TASKS TO PERFORM ::
a: In the blog post, what did the writer find in front of the fridge on coming home?
b: List everything the blog post says the writer wanted to do on coming home after the three days of hard work at the property.
c: Rewrite the blog post starting with "The Lord Tests" and going on through "were a test.", changing "crown" to "wreath".

EXTRACT PROVIDED ::
[START]
Saturday, September 6, 2008

The Lord Tests His Own

“Blessed is the man who preservers under trial,
because when he has stood the test,
he will receive the crown of life that God has promised
to those who love him.” James 1:12

Well I feel like these past two weeks were a test.
I came home two weekends ago after three days of hard work at the property wanting only to relax, crawl under my blankets and watch a movie. When I walked in through the door and went to switch on the lights they didn’t come on. My first thought was “Oh great, another power cut” (we get one of those every once in a while) well at least the power would be on in a few minutes, right? Wrong. I walked into my kitchen and found a huge puddle of water in front of my fridge... the power had been off for quite a while meaning that this was not a short term power cut but a long term one. SHOOT! Since I hadn’t been home at all this summer, due to summer activities outside of Athens, I was unable to pay my summer’s electricity bill. When the bill came in September it was too high for me to afford. I can afford small chunks here and there but not the amount they were asking for. It looked scary and daunting but, like with everything else, I prayed about it and placed the bill in the Lord’s hands. Well, He didn’t provide on time, that is my time, and my power got cut. I must admit that I went through a small crisis of faith. Why did the Lord allow for that to happen? In His Word He promises to provide for all of our needs, and this was a definite need, why hadn’t He provided? Was I out of His will? Had I been disobedient and so was I being disciplined? I had no idea what was going on and I was totally confused - something I don’t really enjoy. Well anyway, what does one do when one has no power? One lights candles and gets on with life, and that’s exactly what I did. I lit candles and instead of watching a movie I read.
That night I was invited to a goodbye party as a friend of mine was leaving Greece. We have a lot of friends in common and so I met up with some guys I hadn’t seen in a while. Out of the blue one of them started complaining to me about HM, that we were a proud bunch of people that don’t allow anybody into our group. That caught me off guard (I don’t particularly think that HM staff is proud, by the way). I was already feeling vulnerable and confused with everything happening at home, so to be attacked like that, unexpectedly was definitely not a good thing. I started defending HM and tried to get to the bottom of things, trying to find out where he was seeing problems so that we, as staff, could remedy them. Anyway, as we were talking, he started asking me personal questions like if I was satisfied with everything, if I had any complaints etc. Again really odd questions. As I was answering him, thinking about my situation at home, I came to the realization that no, in the grand scheme of things, my slight discomfort was not severe enough to be grounds for a complaint. Can I complain about my life? No, I love it, every aspect of it. How many times do I encounter people in a 9-5 job thinking to myself “I would not want to be in that position, how board would I be, how meaningless my life would be” As a missionary, more specifically as a Christian, everything I do, we do, has eternal value. I might not be able to pay my bills on time, but who says that if I had a regular job I would be able to pay them? By the way, at the end of our conversation the guy told me that he was just messing around with me, testing, wanting to find out if I did the work with all my heart. I could think of better ways to find out, but anyway.
[END]
DATASET ENTRIES ::
[START]
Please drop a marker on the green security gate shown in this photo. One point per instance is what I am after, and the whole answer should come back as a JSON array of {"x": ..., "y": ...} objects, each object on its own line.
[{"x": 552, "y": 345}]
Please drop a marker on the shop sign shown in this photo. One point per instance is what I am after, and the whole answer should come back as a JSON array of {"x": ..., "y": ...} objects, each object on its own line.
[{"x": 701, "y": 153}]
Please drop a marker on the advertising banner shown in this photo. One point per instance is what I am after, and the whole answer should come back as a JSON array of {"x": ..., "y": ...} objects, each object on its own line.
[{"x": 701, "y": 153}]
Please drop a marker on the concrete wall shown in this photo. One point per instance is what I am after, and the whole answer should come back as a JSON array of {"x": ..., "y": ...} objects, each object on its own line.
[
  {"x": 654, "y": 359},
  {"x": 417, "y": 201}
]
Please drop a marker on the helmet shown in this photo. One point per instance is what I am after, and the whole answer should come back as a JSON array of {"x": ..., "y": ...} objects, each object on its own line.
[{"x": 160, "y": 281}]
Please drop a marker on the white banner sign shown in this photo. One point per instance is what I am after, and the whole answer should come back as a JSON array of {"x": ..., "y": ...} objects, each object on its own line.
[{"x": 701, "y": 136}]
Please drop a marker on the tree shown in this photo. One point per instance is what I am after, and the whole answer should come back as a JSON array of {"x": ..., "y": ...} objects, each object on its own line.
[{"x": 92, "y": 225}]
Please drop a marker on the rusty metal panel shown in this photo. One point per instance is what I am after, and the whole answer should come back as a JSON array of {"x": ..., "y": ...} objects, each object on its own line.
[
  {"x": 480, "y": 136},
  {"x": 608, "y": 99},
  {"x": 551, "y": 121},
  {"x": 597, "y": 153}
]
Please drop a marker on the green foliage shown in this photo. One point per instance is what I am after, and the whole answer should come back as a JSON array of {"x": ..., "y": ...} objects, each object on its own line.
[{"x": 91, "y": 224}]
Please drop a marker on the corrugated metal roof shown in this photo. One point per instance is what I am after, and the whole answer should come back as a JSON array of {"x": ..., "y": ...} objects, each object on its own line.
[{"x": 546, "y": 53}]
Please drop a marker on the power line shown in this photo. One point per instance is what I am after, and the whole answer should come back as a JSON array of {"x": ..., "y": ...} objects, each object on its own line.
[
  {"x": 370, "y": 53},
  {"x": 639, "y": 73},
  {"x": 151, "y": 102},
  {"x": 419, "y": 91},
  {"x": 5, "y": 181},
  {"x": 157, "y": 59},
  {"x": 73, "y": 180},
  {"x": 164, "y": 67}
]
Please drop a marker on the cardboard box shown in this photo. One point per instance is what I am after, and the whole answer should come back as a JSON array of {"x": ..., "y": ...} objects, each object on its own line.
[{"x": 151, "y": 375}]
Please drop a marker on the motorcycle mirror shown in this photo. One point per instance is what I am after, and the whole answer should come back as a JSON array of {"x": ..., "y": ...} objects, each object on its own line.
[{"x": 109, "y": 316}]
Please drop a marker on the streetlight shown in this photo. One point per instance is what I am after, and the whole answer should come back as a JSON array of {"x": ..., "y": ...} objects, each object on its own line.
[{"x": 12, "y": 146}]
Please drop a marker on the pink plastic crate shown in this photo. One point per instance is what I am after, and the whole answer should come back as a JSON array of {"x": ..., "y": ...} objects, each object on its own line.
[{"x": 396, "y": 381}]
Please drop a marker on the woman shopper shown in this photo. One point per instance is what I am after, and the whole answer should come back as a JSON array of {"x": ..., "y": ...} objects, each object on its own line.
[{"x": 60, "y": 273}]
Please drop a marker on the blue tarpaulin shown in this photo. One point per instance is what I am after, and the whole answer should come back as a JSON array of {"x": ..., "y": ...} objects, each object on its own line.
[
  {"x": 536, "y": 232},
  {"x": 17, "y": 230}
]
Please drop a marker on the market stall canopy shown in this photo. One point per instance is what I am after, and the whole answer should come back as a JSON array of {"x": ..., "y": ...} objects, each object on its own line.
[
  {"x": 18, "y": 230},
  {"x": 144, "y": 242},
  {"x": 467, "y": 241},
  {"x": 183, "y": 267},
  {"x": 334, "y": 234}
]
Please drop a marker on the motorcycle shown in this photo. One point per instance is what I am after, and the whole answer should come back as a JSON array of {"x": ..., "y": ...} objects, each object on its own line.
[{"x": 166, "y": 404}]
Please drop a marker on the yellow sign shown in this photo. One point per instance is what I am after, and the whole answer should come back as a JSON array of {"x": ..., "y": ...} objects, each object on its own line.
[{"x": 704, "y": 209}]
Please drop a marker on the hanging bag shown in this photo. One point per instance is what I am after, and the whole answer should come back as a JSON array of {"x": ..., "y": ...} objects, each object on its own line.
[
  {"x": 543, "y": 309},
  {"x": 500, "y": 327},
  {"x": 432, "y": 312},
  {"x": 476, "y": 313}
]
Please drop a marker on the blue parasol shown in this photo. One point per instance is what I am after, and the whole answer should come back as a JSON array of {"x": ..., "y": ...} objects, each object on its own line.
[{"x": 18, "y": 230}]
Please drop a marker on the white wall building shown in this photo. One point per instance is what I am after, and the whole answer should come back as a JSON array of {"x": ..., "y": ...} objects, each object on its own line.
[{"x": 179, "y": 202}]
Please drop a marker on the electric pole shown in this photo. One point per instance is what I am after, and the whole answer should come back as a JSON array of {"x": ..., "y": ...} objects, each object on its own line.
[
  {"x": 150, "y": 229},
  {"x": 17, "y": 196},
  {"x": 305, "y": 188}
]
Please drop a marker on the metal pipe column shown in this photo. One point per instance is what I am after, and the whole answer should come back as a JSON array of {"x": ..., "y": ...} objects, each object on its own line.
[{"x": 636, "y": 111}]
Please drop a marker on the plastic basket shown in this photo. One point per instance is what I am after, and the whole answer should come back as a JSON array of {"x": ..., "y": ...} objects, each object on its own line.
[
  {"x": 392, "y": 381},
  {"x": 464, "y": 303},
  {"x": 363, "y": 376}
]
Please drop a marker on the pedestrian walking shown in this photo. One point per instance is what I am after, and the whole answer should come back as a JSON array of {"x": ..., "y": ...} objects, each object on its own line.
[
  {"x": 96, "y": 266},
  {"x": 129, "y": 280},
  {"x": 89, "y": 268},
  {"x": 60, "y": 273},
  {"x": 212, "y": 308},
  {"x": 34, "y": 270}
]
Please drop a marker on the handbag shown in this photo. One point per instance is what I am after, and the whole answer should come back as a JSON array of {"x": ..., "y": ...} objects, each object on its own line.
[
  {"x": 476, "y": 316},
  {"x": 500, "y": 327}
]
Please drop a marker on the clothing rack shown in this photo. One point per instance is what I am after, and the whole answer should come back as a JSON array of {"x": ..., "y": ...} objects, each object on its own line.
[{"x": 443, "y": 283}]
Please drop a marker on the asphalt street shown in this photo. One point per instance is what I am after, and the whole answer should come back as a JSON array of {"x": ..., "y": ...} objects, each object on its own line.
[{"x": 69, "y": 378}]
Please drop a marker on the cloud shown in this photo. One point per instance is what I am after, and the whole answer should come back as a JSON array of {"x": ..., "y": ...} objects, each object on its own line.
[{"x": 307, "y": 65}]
[END]
ANSWER SET ::
a: A huge puddle of water.

b:
- Relax
- Crawl under the blankets
- Watch a movie

c:
The Lord Tests His Own

“Blessed is the man who preservers under trial,
because when he has stood the test,
he will receive the wreath of life that God has promised
to those who love him.” James 1:12

Well I feel like these past two weeks were a test.